- Exercises to complete -
a - In two sentences, summarize the page below about the poetry collection The After Party.
b - Output the stretch of the page about The After Party from "Synopses & Reviews" through "speaks beyond grief.", copying it word for word.

- Reading passage -
· · · · · · ·
Synopses & Reviews
"A truly moving book." —John Ashbery
Jana Prikryl’s The After Party journeys across borders and eras, from cold war Central Europe to present-day New York City, from
ancient Rome to New World suburbs, constantly testing the lingua
francas we negotiate to know ourselves. These poems disclose the
tensions in our inherited identities and showcase Prikryl’s ambitious experimentation with style.
“Thirty Thousand Islands,” the second half of the collection, presents
some forty linked poems that incorporate numerous voices. Rooted in one
place that fragments into many places—the remote shores of Lake Huron
in Canada, a region with no natural resources aside from its beauty—these poems are an elegy that speaks beyond grief.
Penetrating, vital, and visionary, The After Party marks the arrival of an extraordinary new talent.
Review
“Remarkable....Unusually vivid....Brilliant and funny....A
sensory autobiography that examines tragic material with a friendly
scrutiny....Language in this enchanted book sometimes seems to have
an independent intelligence.” Dan Chiasson, The New Yorker
Review
“The year’s most impressive debut.” Flavorwire
Review
“Delightful....Marvelous....The poems in The After Party
have a quality of attention, a presence of a probing intellect alert to
the strangeness of our lives as well as our own estrangement from
ourselves.” Charles Simic, The New York Review of Books
Review
“Jana Prikryl’s debut collection is, to borrow her phrase, ‘unswervingly
superb,’ though it’s indicative of this playful, surprising,
hyper-smart work that the poet applies it to a ‘caramel’ brunette’s
‘taste in shoes.’ Prikryl’s work is replete with the right, odd detail,
and animated by a swift feverish grace. Her lines are beautifully
turned, and as at ease with Latinate high irony as Anglo-Saxon idiom.
Prikryl has the skill of being interesting, and has composed a book that
is not just ‘susceptible to the consolations/of analogy’ -- but is itself
a consolation.” Nick Laird
Review
“Potent and pleasing....A poet’s debut elevates the everyday and
nods to influences from the past....Jana Prikryl’s readers will
quickly discover such rueful humor is typical of her understated
sensibility....Prikryl is most fascinated by the unpredictable zigs
and zags of an imagination in motion, and language’s laughable (but
reliably amusing) incapacity to map that course precisely.” Joel Brouwer, The New York Times Book Review
About the Author
Jana Prikryl’s poems have appeared in The New Yorker, The London Review of Books, The Paris Review, and The New York Review of Books, where she is a senior editor. She lives in New York.
· · · · · · ·
- Extracted material -
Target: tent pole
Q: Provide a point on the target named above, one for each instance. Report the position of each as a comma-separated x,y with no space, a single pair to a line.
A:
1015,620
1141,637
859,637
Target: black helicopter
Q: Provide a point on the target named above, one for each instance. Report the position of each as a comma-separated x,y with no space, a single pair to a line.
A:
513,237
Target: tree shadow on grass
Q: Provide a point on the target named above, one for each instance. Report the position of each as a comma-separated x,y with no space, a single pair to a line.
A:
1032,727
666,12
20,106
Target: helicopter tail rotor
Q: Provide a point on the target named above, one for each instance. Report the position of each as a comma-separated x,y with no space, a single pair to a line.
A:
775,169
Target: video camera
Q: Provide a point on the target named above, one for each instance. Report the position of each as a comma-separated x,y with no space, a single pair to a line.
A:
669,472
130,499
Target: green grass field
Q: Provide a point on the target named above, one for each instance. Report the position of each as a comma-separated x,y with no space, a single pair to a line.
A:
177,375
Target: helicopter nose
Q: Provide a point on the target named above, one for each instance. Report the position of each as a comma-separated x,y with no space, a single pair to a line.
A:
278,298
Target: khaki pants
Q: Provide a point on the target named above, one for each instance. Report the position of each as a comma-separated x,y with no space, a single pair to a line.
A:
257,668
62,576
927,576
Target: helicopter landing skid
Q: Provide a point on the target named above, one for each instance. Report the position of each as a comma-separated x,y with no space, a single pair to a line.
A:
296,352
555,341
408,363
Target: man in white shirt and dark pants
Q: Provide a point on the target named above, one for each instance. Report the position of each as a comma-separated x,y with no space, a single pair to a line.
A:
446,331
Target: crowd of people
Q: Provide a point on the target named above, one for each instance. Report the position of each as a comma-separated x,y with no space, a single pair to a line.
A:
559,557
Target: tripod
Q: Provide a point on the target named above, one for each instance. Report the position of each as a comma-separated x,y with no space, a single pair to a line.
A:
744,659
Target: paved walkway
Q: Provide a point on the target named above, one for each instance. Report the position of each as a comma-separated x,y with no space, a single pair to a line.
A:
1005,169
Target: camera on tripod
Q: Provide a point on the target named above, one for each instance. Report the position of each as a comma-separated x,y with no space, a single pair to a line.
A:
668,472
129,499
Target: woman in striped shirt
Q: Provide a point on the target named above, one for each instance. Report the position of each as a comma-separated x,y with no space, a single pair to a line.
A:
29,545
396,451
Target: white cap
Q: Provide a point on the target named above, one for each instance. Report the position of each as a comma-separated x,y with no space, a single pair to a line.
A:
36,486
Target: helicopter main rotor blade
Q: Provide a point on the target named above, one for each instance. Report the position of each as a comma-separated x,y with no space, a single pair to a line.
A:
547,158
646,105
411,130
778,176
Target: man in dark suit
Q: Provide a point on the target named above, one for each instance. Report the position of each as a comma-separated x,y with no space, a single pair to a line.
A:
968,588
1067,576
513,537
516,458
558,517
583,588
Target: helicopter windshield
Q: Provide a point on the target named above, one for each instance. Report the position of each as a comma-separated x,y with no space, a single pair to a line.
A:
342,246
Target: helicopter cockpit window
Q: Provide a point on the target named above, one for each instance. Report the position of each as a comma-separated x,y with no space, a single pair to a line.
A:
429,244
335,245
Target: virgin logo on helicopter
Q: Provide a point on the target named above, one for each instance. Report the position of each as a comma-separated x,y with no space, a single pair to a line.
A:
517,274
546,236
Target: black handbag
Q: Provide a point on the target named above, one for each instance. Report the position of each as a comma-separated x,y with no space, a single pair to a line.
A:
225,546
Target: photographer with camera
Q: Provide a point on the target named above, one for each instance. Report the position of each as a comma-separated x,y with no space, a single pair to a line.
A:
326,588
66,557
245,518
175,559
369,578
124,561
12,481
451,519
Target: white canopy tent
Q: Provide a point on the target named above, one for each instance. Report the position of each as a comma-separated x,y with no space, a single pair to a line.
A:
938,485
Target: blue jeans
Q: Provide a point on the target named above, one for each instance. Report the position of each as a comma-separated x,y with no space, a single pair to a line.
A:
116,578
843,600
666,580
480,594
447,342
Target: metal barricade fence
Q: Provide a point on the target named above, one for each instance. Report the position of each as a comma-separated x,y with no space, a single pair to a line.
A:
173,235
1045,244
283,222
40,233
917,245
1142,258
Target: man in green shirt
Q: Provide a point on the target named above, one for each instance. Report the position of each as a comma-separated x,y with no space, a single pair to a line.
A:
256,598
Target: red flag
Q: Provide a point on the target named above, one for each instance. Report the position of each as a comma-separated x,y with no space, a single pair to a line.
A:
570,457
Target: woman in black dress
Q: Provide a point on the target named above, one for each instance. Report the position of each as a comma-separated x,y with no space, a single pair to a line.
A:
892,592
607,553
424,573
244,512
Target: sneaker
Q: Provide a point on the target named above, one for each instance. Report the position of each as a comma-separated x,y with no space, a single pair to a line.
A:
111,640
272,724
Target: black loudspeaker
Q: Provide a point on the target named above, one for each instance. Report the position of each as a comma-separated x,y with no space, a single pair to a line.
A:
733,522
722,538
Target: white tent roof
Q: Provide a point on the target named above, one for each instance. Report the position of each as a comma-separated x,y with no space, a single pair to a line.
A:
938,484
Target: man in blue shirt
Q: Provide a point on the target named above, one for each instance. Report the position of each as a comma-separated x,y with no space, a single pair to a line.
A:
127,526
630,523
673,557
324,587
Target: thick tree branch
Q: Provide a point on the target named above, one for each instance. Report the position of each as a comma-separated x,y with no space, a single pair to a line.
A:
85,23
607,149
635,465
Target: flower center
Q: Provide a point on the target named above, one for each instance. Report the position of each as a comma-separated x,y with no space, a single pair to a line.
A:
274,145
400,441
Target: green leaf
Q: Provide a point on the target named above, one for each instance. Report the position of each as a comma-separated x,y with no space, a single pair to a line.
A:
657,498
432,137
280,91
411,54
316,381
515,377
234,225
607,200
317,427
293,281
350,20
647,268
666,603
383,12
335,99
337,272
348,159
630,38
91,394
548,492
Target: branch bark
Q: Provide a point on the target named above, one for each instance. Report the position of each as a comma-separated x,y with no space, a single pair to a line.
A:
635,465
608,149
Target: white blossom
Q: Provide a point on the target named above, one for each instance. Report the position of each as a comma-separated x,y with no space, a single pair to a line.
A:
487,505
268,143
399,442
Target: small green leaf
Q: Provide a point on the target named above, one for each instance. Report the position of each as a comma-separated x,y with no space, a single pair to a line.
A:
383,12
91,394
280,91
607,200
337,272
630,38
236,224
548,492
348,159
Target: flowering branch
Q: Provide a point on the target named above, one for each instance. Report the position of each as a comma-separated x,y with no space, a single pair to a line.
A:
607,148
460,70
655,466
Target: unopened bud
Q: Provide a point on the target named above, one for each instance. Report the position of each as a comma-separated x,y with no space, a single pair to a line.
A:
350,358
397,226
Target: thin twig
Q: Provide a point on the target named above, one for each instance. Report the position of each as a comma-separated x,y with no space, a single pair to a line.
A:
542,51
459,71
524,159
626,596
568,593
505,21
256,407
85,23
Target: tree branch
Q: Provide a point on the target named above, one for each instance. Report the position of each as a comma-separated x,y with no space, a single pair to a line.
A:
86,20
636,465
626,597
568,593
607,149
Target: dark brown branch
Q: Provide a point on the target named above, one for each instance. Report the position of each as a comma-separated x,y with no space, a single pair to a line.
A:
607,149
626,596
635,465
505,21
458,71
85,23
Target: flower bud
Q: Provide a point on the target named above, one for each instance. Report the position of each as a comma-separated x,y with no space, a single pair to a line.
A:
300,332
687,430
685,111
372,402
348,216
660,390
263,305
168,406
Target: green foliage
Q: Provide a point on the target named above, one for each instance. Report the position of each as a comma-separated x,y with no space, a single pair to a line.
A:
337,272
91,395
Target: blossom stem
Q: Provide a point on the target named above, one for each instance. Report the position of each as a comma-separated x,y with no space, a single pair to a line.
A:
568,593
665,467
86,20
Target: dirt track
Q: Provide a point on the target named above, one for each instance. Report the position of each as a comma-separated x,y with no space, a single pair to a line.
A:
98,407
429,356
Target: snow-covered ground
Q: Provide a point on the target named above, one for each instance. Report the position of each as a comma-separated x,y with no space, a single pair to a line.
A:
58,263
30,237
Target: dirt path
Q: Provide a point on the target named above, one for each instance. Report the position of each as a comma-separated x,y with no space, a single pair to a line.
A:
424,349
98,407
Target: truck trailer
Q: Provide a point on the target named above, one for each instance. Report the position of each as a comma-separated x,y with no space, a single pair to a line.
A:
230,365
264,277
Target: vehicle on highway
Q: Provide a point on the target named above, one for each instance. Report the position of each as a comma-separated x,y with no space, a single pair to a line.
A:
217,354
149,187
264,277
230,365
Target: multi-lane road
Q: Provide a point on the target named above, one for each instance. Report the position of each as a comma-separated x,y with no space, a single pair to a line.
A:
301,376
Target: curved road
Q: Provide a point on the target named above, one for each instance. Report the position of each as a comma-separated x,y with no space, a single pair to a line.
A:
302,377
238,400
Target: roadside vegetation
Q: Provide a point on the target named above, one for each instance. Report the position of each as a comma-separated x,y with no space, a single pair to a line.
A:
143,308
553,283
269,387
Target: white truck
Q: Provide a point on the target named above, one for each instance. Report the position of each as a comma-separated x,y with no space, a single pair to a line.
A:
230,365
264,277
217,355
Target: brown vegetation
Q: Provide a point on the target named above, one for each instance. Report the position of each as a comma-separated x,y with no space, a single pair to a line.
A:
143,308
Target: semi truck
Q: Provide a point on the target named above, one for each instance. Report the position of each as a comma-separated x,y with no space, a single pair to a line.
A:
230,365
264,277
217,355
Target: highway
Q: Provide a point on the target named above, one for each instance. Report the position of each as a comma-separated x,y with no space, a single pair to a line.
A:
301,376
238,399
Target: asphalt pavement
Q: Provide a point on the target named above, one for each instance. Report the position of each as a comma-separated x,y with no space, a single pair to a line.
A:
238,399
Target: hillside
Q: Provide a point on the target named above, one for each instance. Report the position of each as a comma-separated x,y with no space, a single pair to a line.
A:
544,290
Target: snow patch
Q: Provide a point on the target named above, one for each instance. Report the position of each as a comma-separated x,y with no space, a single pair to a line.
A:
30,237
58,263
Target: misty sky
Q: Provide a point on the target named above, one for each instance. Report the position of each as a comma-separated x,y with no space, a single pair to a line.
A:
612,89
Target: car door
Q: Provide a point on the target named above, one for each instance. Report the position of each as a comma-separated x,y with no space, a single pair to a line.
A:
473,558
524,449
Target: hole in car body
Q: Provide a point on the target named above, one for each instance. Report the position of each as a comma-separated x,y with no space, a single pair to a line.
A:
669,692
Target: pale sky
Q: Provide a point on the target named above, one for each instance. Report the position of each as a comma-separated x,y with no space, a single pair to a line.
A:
· · · · · · ·
- Your written answers -
a - Jana Prikryl's The After Party moves across borders and eras, from cold war Central Europe to present-day New York City. Its second half, "Thirty Thousand Islands," presents some forty linked poems rooted in the remote shores of Lake Huron in Canada, and reviewers including Dan Chiasson, Charles Simic and Joel Brouwer praise the debut.

b -
Synopses & Reviews
"A truly moving book." —John Ashbery
Jana Prikryl’s The After Party journeys across borders and eras, from cold war Central Europe to present-day New York City, from
ancient Rome to New World suburbs, constantly testing the lingua
francas we negotiate to know ourselves. These poems disclose the
tensions in our inherited identities and showcase Prikryl’s ambitious experimentation with style.
“Thirty Thousand Islands,” the second half of the collection, presents
some forty linked poems that incorporate numerous voices. Rooted in one
place that fragments into many places—the remote shores of Lake Huron
in Canada, a region with no natural resources aside from its beauty—these poems are an elegy that speaks beyond grief.